(Data items)
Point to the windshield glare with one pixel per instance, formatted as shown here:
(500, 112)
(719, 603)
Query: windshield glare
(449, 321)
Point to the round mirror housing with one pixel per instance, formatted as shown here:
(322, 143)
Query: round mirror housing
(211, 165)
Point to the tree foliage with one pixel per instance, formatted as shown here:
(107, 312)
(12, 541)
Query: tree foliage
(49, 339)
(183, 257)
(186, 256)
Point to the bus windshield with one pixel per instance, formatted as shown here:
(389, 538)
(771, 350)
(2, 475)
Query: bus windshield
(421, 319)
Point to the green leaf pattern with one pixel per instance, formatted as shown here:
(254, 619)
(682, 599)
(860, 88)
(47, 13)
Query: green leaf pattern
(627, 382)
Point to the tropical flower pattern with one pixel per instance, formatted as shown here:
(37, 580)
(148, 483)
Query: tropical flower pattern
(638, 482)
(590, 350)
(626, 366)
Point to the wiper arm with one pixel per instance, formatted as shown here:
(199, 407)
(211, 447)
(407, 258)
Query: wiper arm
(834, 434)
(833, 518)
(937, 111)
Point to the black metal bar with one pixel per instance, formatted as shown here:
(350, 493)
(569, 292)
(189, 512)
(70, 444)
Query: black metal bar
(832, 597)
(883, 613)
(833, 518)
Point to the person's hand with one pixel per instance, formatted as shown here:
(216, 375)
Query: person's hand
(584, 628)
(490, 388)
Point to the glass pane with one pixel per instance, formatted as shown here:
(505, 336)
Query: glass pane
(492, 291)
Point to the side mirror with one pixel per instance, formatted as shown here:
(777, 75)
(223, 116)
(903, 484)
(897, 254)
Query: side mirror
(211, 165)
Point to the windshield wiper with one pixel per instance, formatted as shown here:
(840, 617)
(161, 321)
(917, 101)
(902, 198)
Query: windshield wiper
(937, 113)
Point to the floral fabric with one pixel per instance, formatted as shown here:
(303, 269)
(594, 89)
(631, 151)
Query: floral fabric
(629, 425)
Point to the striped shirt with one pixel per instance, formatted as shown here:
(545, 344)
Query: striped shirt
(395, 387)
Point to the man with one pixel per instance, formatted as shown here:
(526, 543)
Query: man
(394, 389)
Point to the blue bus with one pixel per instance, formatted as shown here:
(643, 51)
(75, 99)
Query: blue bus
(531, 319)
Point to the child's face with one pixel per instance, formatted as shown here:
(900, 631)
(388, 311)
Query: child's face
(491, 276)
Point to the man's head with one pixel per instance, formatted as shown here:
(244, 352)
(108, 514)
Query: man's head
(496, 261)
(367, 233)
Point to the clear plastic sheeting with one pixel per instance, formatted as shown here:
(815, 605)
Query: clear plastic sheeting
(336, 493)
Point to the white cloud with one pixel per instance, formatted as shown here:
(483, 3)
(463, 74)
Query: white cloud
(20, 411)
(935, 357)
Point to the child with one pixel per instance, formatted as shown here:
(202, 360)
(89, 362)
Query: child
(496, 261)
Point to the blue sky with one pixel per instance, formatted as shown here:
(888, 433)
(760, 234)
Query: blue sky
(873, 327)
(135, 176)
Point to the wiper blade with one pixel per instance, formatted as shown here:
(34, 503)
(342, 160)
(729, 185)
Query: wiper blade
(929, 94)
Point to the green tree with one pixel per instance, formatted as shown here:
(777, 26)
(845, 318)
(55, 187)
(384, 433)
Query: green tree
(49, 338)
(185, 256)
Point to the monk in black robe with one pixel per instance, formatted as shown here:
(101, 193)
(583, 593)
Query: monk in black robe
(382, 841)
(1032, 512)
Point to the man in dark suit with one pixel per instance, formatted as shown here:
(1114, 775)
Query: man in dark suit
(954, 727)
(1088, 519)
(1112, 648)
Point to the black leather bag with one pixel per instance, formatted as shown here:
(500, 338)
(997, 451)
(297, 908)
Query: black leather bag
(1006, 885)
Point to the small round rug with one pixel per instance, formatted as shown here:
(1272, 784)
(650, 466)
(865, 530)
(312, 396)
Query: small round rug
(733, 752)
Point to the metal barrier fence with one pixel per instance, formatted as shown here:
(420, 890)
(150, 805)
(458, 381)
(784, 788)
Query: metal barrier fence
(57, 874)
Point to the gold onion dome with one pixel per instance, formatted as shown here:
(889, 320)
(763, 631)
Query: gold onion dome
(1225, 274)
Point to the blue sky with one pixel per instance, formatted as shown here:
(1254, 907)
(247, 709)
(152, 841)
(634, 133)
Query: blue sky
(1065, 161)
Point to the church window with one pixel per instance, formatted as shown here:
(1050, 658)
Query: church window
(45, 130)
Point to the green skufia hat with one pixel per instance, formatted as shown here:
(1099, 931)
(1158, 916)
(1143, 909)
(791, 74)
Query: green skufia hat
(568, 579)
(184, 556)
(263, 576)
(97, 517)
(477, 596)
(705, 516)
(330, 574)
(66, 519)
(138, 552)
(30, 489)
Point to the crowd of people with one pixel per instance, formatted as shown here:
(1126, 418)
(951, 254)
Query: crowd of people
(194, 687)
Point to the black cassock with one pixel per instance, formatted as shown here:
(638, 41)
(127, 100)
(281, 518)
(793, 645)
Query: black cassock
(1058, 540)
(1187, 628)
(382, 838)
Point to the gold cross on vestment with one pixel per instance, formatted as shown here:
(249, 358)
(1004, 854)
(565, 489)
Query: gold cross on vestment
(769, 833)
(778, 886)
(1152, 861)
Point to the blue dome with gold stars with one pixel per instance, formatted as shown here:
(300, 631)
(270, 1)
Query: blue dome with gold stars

Action item: Tally the lines above that contain the string "stars". Respond with the total alone.

Task result: 2